▶ [Task instructions]
a) In the hamburgers essay, why did the mother shop at Veilleux's?
b) Summarize the hamburgers essay in two sentences.
c) Duplicate the part of the hamburgers essay that begins at the words "On Saturdays, we" and stops after "fresh. Good meat.".

Hamburgers

The Houston family eating hamburgers, August 1966

A family makes its own traditions

On Saturdays, we ate hamburgers. On Saturday morning, my mother drove to Veilleux’s Market for the meat. I accompanied her, my allowance in my pocket, to select a single candy bar from the particolored rack by the checkout, then tag along as she rattled her small cart through the shop’s narrow canyons. She was mostly there for beef, but she tipped other items into the cart, too: buns and chips, condiments, anything else she needed to carry us until her next major grocery run. She shopped at Veilleux’s because they had a true meat counter, not the soulless run of shrink-wrapped Styrofoam trays at the back of the big supermarket, but a glass case guarded by men with ropy hands who would grind the burger fresh. Good meat.

Veilleux’s was nested in the French-Canadian immigrant section of Waterville, Maine. The neighborhood, gridded with old clapboard houses and flanked by a vast Catholic cemetery, rose above Water Street, a wide avenue that snaked along the Kennebec River just below the hydro dam and the paper and woolen mills. This area of town was home to second- and third-generation Americans who had crossed down from Québec to work in the factories and mills, or to set up shop with a small family business, as my great-grandparents had done. The streets were peopled with kinfolk, so the houses were sieves for kids, seemingly all related, who banged barefoot in and out of screened porches all summer and reluctantly pulled shoes onto leathery feet in autumn to attend the Catholic grammar school, where the nuns beat their mother-tongue French straight out of them. A half-century later, in my day, this part of town was blighted and peeling, a regular fixture of the police blotter, especially the seedy bar called The Chez, two doors down from Veilleux’s, that was so dark in daytime I feared it, even from the car.

My mother had grown up in this neighborhood, the daughter of a plumber and a hairdresser, and my father had grown up nearby, too, the son of a milliner and a ne’er-do-well. After marrying and a stint in the Air Force and the birth of two boys, my parents moved, pre-me, to a small Cape-style house at the centerline of town, on liminal streets dividing the immigrant French neighborhood from those of what my father called the Anglos, meaning, I suppose, anyone who was not French. But the boundary was not bright, and our neighborhood had a mix of last names, not just French-sounding ones, because we came from a mix of places. There were Cotés and Violettes and Girouards but also Conways and Chases and Josephs. My neighbors’ legacies were British, Irish, German, Lebanese, French. Not African, though; there were almost no African-American families in town. No Asian-Americans or Latinos, either.

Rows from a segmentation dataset

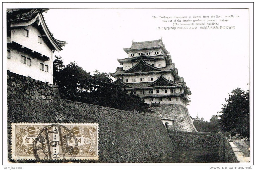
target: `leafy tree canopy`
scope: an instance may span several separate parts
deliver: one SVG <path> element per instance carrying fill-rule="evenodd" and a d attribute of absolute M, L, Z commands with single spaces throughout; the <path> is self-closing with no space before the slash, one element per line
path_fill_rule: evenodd
<path fill-rule="evenodd" d="M 106 73 L 95 70 L 91 75 L 75 62 L 65 66 L 59 56 L 53 65 L 54 81 L 59 85 L 62 98 L 125 110 L 152 112 L 148 104 L 137 96 L 127 94 Z"/>
<path fill-rule="evenodd" d="M 249 137 L 250 136 L 249 92 L 240 88 L 234 89 L 229 94 L 227 103 L 223 104 L 219 113 L 222 130 L 231 132 L 232 135 L 238 133 Z"/>

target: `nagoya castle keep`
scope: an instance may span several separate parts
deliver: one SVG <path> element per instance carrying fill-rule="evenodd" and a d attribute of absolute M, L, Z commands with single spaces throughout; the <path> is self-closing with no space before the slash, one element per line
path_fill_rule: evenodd
<path fill-rule="evenodd" d="M 162 39 L 133 41 L 130 47 L 123 50 L 128 57 L 117 59 L 123 67 L 110 73 L 115 83 L 150 105 L 169 129 L 197 131 L 187 107 L 190 90 L 179 76 Z"/>

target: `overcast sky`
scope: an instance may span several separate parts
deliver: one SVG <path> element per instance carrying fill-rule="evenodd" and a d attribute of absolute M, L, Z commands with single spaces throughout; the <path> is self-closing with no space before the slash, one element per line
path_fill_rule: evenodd
<path fill-rule="evenodd" d="M 186 26 L 187 29 L 157 29 L 173 26 L 159 16 L 172 16 L 167 20 L 171 20 L 174 16 L 232 15 L 240 17 L 219 21 L 218 26 L 235 26 L 234 29 L 202 30 L 194 26 L 197 30 L 190 29 L 189 26 Z M 133 40 L 162 37 L 179 75 L 190 88 L 189 111 L 193 118 L 198 115 L 209 120 L 221 110 L 221 104 L 233 89 L 249 88 L 247 9 L 51 9 L 44 15 L 55 38 L 68 43 L 63 51 L 54 54 L 60 56 L 65 64 L 76 61 L 91 72 L 95 69 L 113 72 L 121 66 L 116 59 L 127 57 L 123 48 L 130 47 Z"/>

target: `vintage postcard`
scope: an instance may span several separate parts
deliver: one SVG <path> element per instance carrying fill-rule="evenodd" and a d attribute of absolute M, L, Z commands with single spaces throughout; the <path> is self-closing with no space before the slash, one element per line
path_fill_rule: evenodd
<path fill-rule="evenodd" d="M 12 158 L 98 160 L 97 124 L 13 123 Z"/>

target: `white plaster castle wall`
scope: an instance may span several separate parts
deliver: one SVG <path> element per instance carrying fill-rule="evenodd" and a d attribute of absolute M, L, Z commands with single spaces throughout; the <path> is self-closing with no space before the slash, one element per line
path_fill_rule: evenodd
<path fill-rule="evenodd" d="M 136 75 L 131 76 L 123 76 L 123 80 L 126 79 L 128 79 L 128 83 L 140 83 L 145 82 L 153 82 L 156 80 L 156 78 L 157 77 L 160 77 L 161 76 L 160 73 L 156 73 L 154 74 L 142 74 L 141 75 Z M 148 78 L 153 78 L 153 80 L 152 81 L 148 81 Z M 140 81 L 140 79 L 144 79 L 144 81 Z M 136 82 L 132 82 L 132 79 L 136 79 Z M 151 80 L 151 79 L 150 80 Z M 124 81 L 125 82 L 126 82 L 126 81 Z"/>
<path fill-rule="evenodd" d="M 166 100 L 167 98 L 172 98 L 172 101 L 166 101 Z M 163 101 L 158 101 L 157 100 L 157 99 L 159 98 L 162 98 L 163 99 Z M 177 98 L 177 99 L 176 99 Z M 153 102 L 149 101 L 149 99 L 153 99 L 154 101 Z M 159 98 L 156 98 L 155 97 L 154 97 L 151 98 L 145 98 L 144 99 L 145 100 L 145 103 L 147 103 L 149 104 L 151 104 L 152 103 L 160 103 L 160 104 L 161 105 L 165 105 L 165 104 L 180 104 L 182 105 L 184 105 L 183 102 L 182 101 L 180 101 L 180 98 L 179 96 L 175 96 L 175 97 L 159 97 Z M 186 102 L 185 102 L 186 103 Z"/>
<path fill-rule="evenodd" d="M 165 59 L 157 60 L 156 61 L 156 67 L 158 68 L 165 67 L 166 66 L 165 60 Z M 162 64 L 162 66 L 158 66 L 158 64 Z"/>
<path fill-rule="evenodd" d="M 23 34 L 23 28 L 28 31 L 28 36 Z M 41 44 L 38 42 L 38 36 L 42 37 Z M 18 43 L 24 46 L 40 53 L 50 58 L 50 60 L 45 61 L 34 58 L 30 54 L 22 52 L 22 49 L 9 48 L 10 51 L 10 58 L 7 59 L 7 69 L 13 72 L 44 82 L 48 82 L 52 84 L 52 51 L 43 40 L 43 38 L 37 29 L 31 25 L 26 27 L 12 28 L 10 41 Z M 26 64 L 22 63 L 23 58 L 22 55 L 26 57 Z M 29 60 L 27 58 L 31 59 L 31 65 L 29 66 Z M 44 64 L 44 70 L 41 70 L 40 63 Z M 48 66 L 48 72 L 47 72 L 45 65 Z"/>
<path fill-rule="evenodd" d="M 23 35 L 23 28 L 28 30 L 28 37 Z M 43 40 L 43 38 L 36 28 L 31 25 L 12 28 L 11 41 L 51 58 L 51 50 Z M 42 37 L 42 44 L 37 42 L 38 36 Z"/>
<path fill-rule="evenodd" d="M 16 50 L 10 51 L 10 58 L 7 59 L 7 70 L 16 74 L 30 77 L 36 80 L 53 84 L 52 63 L 51 61 L 43 61 L 36 58 L 33 58 L 28 54 Z M 22 59 L 23 59 L 22 55 L 26 57 L 26 64 L 21 62 Z M 27 58 L 31 59 L 31 66 L 29 65 Z M 40 63 L 44 64 L 44 71 L 40 69 Z M 49 67 L 48 72 L 46 71 L 45 65 Z"/>

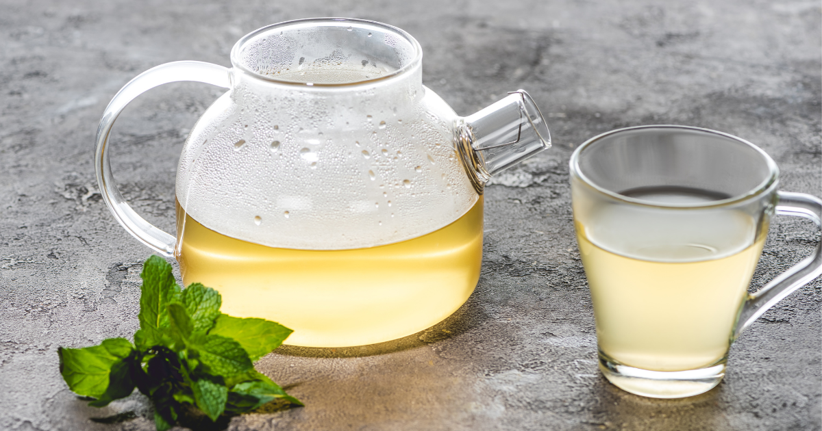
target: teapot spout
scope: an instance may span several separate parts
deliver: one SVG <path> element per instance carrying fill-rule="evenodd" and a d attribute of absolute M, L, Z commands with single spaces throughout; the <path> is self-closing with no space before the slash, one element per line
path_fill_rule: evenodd
<path fill-rule="evenodd" d="M 551 147 L 545 118 L 524 89 L 458 118 L 454 140 L 465 172 L 480 195 L 492 177 Z"/>

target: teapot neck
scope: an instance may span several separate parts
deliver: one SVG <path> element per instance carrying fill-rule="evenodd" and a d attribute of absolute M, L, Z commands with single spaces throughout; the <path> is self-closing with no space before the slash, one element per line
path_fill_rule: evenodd
<path fill-rule="evenodd" d="M 551 148 L 545 118 L 525 90 L 454 124 L 454 142 L 471 184 L 482 195 L 492 177 Z"/>

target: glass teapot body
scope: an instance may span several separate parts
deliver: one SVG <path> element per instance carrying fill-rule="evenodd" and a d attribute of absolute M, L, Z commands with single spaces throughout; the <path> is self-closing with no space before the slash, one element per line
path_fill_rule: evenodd
<path fill-rule="evenodd" d="M 358 20 L 264 27 L 231 57 L 230 70 L 158 66 L 115 96 L 97 155 L 115 218 L 173 254 L 186 285 L 219 291 L 224 313 L 293 329 L 287 344 L 386 342 L 462 305 L 479 277 L 484 181 L 548 145 L 527 94 L 459 117 L 422 85 L 413 38 Z M 128 101 L 184 79 L 229 91 L 184 144 L 171 237 L 122 199 L 105 149 Z"/>
<path fill-rule="evenodd" d="M 453 313 L 479 277 L 483 208 L 456 115 L 420 68 L 329 89 L 233 71 L 178 170 L 175 257 L 223 311 L 289 344 L 371 344 Z"/>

▶ [Results of the tasks]
a) Veilleux's had a true meat counter, where men would grind the burger fresh.

b) On Saturdays the narrator's family ate hamburgers, and the narrator's mother bought the beef at Veilleux's Market, which had a true meat counter with freshly ground meat. The market stood in the French-Canadian immigrant section of Waterville, Maine, where the mother had grown up, and the family lived nearby in a small Cape-style house on streets dividing that neighborhood from the non-French ones.

c)
On Saturdays, we ate hamburgers. On Saturday morning, my mother drove to Veilleux’s Market for the meat. I accompanied her, my allowance in my pocket, to select a single candy bar from the particolored rack by the checkout, then tag along as she rattled her small cart through the shop’s narrow canyons. She was mostly there for beef, but she tipped other items into the cart, too: buns and chips, condiments, anything else she needed to carry us until her next major grocery run. She shopped at Veilleux’s because they had a true meat counter, not the soulless run of shrink-wrapped Styrofoam trays at the back of the big supermarket, but a glass case guarded by men with ropy hands who would grind the burger fresh. Good meat.